Restate every entry below as a numbered list, omitting any blank lines.
* Start RECORDED INFORMATION *
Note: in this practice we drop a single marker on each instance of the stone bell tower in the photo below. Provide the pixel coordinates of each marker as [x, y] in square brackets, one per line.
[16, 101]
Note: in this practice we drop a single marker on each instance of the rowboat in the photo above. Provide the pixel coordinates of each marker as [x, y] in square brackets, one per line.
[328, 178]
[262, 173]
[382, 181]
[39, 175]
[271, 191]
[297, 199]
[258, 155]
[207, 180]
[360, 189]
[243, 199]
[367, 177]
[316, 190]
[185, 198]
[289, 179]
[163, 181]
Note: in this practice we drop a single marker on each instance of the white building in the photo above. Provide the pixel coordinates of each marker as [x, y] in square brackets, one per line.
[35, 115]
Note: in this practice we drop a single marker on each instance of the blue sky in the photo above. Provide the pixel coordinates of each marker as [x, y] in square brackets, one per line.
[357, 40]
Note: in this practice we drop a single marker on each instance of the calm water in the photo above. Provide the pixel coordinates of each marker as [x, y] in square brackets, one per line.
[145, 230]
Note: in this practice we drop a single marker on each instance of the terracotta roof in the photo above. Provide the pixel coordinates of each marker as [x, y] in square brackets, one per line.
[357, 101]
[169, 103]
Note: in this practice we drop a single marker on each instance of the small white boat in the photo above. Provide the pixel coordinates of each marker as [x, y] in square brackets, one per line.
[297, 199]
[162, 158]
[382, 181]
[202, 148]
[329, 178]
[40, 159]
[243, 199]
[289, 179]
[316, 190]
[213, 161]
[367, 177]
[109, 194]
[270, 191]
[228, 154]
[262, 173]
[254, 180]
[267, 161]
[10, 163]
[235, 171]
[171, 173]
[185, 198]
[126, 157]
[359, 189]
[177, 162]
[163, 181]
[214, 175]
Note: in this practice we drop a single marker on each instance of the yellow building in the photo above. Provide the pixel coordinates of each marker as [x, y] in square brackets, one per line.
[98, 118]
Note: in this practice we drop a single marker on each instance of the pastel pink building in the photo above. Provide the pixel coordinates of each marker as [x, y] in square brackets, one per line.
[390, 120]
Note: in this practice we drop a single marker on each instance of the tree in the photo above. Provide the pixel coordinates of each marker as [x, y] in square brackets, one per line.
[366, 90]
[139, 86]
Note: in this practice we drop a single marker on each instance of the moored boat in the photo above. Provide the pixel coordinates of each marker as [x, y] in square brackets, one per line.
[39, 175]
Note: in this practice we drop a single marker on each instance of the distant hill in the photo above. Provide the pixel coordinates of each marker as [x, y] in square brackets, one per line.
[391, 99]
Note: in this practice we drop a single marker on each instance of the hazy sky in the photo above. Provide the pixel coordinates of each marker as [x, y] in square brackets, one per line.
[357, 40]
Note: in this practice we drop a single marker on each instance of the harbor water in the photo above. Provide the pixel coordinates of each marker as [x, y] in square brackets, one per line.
* End RECORDED INFORMATION *
FINAL ANSWER
1. Note: in this practice we drop a single marker on each instance of the stone bell tower in the photo below. Provide the pixel coordinates of each marker as [x, y] in square brackets, one per line.
2. [16, 101]
3. Note: in this practice we drop a single marker on each instance of the rowboat in the photo above. Provide the pixel coordinates of each marker as [x, y] in square brackets, one per line.
4. [328, 178]
5. [262, 173]
6. [382, 181]
7. [39, 175]
8. [271, 191]
9. [297, 199]
10. [258, 155]
11. [207, 180]
12. [360, 189]
13. [243, 199]
14. [367, 177]
15. [316, 190]
16. [185, 198]
17. [289, 179]
18. [163, 181]
19. Note: in this practice we drop a single marker on each instance of the white building in the photo above. Provide the pixel coordinates of each marker as [x, y] in square brackets, one per line.
20. [35, 115]
21. Note: in this practice we drop a single marker on each instance of the blue sky in the photo above. Provide the pixel coordinates of each marker as [x, y] in square brackets, one per line.
22. [357, 40]
23. Note: in this practice we drop a single marker on each instance of the calm water in the photo above. Provide the pixel coordinates of each marker as [x, y] in square brackets, one per line.
24. [145, 230]
25. Note: in this practice we drop a single marker on each instance of the terracotta roof in the photo above. Provide the pixel coordinates of each marker as [x, y] in square brackets, one per line.
26. [357, 101]
27. [169, 103]
28. Note: in this practice we drop a single marker on each instance of the small white boat in the photo above. Provide the pixel coordinates of each marker as [x, y] in square brackets, one per line.
29. [297, 199]
30. [162, 158]
31. [382, 181]
32. [202, 148]
33. [329, 178]
34. [40, 159]
35. [243, 199]
36. [289, 179]
37. [316, 190]
38. [213, 161]
39. [367, 177]
40. [109, 194]
41. [270, 191]
42. [228, 154]
43. [262, 173]
44. [254, 180]
45. [267, 161]
46. [10, 163]
47. [235, 171]
48. [171, 173]
49. [185, 198]
50. [126, 157]
51. [359, 189]
52. [177, 162]
53. [163, 181]
54. [214, 175]
55. Note: in this practice we drop a single marker on each instance of the yellow building in the photo above. Provide the pixel coordinates of each marker as [x, y] in square brackets, one per line.
56. [98, 118]
57. Note: in this practice we drop a single marker on each instance of the pastel pink building in the photo above. Provide the pixel coordinates of each marker as [x, y] in square brackets, one per line.
58. [390, 120]
59. Note: in this practice we drop a single marker on each instance of the tree in the photo above. Provide the pixel coordinates of each marker as [x, y] in square brackets, one per line.
60. [366, 90]
61. [139, 86]
62. Note: in this practice we drop a single marker on each instance of the moored boat in the photo above. Provide the pixel coordinates of each marker as [x, y] in square brackets, one per line.
63. [39, 175]
64. Note: in this practice we drop a single marker on each instance of the distant hill in the photo above. Provide the pixel coordinates of each marker as [x, y] in square brackets, one per line.
65. [391, 99]
66. Note: in this practice we drop a single marker on each instance of the hazy sky in the photo above. Provide the pixel coordinates of each marker as [x, y] in square brackets, one per line.
67. [357, 40]
68. Note: in this practice we drop a single marker on each instance of the harbor water in the photo above. Provide the pixel coordinates of each marker as [x, y] in square brackets, one per line.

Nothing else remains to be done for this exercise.